-- BEGIN DATA ENTRIES --

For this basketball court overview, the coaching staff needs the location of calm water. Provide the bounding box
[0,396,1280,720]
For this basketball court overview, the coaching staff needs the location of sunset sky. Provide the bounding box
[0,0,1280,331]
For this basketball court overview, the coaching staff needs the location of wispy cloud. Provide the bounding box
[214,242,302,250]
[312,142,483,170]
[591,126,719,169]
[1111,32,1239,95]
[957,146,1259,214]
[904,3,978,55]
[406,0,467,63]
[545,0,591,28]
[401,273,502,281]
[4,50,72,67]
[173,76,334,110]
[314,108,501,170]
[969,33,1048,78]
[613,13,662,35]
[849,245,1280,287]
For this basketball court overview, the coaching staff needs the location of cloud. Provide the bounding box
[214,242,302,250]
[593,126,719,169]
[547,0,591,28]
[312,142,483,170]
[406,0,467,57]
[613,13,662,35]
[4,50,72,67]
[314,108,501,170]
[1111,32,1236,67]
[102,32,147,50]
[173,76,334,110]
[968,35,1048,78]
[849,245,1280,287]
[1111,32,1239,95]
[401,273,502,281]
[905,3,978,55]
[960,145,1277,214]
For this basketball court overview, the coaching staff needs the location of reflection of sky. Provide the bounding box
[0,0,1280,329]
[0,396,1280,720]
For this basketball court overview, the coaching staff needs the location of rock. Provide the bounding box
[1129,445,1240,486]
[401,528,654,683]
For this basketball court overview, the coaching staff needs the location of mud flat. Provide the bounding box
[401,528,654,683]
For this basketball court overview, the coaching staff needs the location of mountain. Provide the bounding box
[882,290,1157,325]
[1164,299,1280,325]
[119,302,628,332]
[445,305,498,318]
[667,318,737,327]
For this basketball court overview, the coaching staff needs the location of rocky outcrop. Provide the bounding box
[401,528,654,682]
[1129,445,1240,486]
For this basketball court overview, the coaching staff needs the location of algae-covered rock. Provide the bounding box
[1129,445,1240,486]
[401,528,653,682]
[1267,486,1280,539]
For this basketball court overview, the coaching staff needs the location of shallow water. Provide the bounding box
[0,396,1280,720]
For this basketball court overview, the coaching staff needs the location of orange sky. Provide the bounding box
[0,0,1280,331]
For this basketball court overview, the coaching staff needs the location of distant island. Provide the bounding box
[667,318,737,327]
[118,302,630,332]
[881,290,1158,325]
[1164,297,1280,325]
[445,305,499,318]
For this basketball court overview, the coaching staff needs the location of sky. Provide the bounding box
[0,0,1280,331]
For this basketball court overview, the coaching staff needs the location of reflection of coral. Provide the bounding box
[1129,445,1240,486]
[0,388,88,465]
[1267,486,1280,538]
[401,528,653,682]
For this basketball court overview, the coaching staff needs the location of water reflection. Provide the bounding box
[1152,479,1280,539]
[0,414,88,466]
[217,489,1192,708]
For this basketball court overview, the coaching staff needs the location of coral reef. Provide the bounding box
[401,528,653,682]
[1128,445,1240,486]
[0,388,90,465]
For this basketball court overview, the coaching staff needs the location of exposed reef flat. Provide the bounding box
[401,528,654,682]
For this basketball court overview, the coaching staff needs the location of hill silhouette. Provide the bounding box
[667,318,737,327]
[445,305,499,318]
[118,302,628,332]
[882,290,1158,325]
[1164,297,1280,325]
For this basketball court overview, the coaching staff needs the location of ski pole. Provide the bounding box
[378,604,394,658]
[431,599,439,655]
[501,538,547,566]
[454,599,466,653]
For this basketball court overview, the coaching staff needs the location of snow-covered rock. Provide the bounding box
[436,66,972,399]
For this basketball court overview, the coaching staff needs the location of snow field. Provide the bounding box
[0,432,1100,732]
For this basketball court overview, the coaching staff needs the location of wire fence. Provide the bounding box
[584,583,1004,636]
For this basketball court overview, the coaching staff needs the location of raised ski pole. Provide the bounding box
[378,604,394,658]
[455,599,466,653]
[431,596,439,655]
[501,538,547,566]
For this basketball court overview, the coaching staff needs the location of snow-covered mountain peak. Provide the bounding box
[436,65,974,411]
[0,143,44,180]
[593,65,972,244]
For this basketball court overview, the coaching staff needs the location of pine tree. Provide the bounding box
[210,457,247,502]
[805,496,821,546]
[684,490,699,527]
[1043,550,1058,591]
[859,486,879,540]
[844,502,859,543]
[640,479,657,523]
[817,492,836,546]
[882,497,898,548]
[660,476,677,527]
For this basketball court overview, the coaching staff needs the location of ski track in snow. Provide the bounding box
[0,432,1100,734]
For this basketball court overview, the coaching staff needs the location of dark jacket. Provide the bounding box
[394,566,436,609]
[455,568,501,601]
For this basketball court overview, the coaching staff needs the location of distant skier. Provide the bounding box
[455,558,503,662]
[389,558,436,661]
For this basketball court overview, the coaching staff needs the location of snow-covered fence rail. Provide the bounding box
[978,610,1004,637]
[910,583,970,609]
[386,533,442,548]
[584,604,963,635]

-- END DATA ENTRIES --
-- BEGIN DATA ENTRIES --

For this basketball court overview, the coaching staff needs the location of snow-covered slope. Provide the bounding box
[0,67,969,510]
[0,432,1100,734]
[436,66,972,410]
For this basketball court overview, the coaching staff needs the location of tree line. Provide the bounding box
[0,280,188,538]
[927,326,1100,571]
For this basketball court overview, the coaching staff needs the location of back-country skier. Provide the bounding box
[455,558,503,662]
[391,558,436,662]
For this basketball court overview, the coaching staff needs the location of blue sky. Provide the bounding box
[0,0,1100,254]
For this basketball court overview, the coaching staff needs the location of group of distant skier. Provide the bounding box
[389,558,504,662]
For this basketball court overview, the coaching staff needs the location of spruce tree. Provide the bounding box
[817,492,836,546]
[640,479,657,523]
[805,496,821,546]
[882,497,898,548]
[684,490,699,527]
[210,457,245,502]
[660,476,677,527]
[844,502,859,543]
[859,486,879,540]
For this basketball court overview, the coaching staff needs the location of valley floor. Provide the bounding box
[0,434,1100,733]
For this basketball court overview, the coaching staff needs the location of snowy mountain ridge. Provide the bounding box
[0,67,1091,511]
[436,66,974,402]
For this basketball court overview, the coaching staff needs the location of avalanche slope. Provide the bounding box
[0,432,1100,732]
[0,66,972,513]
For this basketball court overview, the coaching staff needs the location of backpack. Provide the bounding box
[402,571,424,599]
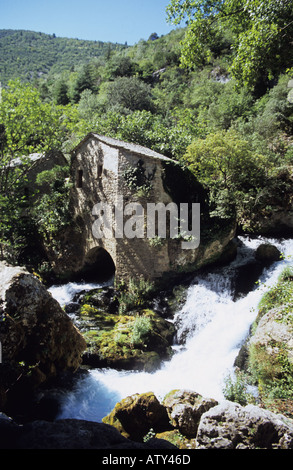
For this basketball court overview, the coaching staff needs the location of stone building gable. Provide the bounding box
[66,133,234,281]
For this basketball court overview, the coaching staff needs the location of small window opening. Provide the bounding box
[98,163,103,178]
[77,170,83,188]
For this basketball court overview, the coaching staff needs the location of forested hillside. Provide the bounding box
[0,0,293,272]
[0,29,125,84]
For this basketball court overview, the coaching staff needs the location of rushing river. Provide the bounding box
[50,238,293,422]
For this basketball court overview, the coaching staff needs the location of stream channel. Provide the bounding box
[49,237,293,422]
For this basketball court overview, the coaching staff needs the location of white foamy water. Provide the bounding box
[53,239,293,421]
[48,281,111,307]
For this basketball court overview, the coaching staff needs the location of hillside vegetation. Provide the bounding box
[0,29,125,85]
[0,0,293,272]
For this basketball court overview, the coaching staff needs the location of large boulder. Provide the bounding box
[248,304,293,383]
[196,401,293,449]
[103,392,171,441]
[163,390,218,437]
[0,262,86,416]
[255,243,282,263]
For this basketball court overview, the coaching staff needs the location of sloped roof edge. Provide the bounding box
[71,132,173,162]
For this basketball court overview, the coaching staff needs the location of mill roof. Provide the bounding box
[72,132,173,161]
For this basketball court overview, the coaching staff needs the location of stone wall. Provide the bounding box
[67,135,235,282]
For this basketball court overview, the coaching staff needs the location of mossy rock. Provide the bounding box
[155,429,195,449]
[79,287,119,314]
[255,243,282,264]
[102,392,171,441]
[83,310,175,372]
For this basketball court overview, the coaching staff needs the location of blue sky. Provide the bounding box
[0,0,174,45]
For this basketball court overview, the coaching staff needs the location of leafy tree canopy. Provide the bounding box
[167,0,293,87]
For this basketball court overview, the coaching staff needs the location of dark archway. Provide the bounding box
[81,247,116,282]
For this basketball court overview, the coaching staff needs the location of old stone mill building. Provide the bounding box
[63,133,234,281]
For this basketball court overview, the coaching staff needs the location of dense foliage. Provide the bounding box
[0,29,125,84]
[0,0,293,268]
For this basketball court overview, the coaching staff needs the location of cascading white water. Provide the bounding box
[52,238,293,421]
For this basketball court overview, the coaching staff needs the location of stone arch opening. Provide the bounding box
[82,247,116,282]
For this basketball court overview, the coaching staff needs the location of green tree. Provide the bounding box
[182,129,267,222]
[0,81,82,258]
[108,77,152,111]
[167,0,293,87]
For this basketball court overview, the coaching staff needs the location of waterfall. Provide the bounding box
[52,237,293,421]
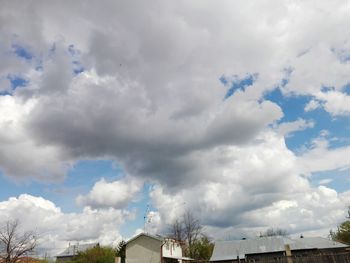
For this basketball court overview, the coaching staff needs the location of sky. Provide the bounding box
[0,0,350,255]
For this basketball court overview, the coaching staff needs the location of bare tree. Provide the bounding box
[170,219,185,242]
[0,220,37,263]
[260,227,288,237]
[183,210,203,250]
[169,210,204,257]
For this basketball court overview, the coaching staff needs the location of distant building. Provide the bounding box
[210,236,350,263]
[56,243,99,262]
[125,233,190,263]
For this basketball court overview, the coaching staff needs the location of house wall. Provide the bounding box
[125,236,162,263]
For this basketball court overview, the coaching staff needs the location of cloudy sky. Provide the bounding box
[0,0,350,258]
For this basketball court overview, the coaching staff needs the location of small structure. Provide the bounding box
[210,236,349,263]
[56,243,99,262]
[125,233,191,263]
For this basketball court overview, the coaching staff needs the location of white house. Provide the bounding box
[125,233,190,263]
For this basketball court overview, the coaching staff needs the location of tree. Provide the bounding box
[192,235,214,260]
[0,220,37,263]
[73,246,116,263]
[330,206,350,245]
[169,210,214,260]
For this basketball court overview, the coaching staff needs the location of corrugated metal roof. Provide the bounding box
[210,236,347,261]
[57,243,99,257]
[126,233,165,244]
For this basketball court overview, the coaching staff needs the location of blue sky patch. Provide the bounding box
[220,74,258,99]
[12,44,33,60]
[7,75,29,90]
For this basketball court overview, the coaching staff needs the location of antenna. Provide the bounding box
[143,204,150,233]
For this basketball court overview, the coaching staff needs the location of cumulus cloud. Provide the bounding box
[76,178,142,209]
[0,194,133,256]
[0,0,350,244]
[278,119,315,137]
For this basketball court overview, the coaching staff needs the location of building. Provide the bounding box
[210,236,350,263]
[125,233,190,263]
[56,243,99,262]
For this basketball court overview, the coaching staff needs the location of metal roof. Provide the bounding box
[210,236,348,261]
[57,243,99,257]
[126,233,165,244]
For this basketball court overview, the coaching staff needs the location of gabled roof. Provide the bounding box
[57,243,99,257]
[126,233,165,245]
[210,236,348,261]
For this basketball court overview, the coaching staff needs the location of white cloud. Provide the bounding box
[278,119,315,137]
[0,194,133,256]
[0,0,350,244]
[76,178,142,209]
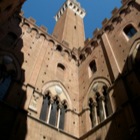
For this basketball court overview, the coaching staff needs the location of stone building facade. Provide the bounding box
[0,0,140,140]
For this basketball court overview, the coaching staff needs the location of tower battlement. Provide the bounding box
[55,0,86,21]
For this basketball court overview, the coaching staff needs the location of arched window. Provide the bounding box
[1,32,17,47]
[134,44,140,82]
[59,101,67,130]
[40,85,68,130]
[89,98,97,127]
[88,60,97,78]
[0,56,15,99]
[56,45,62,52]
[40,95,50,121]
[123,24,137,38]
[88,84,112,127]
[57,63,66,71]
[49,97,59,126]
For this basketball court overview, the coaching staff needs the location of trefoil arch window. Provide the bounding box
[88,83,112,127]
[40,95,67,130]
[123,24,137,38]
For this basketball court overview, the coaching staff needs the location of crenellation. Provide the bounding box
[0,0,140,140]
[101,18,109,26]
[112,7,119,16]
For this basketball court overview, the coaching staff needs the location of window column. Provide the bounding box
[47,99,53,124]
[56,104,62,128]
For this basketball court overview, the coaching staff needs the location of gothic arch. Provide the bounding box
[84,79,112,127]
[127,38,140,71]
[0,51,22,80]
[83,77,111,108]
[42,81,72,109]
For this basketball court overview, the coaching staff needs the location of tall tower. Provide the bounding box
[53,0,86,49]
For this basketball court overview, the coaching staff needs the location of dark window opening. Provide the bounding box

-- END DATA ENTRIES --

THE TASK → Arrange the material as a numbered list with blank lines omitted, beginning at the line that contains "distant building. Provide the bounding box" and stopping after the line that contains "[7,75,29,90]".

CORRECT OUTPUT →
1. For this basketball court overview, the coaching staff needs the location of distant building. Provide the bounding box
2. [210,236,350,263]
3. [56,243,99,262]
4. [125,233,190,263]
5. For this basketball court overview, the coaching staff needs the location of house wall. Provide the bounding box
6. [125,236,162,263]
7. For this basketball court overview, the coaching staff needs the location of cloudy sky. Provide the bounding box
8. [0,0,350,258]
9. For this basketball court overview, the coaching staff needs the location of small structure. Provide the bounding box
10. [210,236,349,263]
11. [56,243,99,262]
12. [125,233,191,263]
13. For this basketball court overview, the coaching staff needs the location of white house. Provide the bounding box
14. [125,233,190,263]
15. For this basketball court overview, the coaching staff needs the location of tree. Provide the bounding box
16. [192,235,214,260]
17. [0,220,37,263]
18. [73,246,116,263]
19. [330,206,350,245]
20. [169,210,214,260]
21. For this basketball court overview, the coaching staff needs the location of corrugated metal roof. Provide the bounding box
22. [210,236,347,261]
23. [57,243,99,257]
24. [126,233,165,244]
25. For this basketball court overview, the coaching staff needs the location of blue sky patch. Provide the bounding box
26. [220,74,258,99]
27. [12,44,33,60]
28. [7,75,29,90]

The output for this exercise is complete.